(Entries taken from a collection)
- - -
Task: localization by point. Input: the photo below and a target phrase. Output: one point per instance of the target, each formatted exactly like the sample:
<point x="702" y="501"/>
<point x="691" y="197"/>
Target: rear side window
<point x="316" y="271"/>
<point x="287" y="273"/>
- - -
#### [Exercise prompt]
Take the entries above and return all of them exactly.

#### [Written answer]
Task: localization by point. Input: the photo below and a target phrase. Output: one point per instance of the target, each formatted exactly like the sample:
<point x="702" y="501"/>
<point x="691" y="197"/>
Target: rear side window
<point x="316" y="271"/>
<point x="287" y="273"/>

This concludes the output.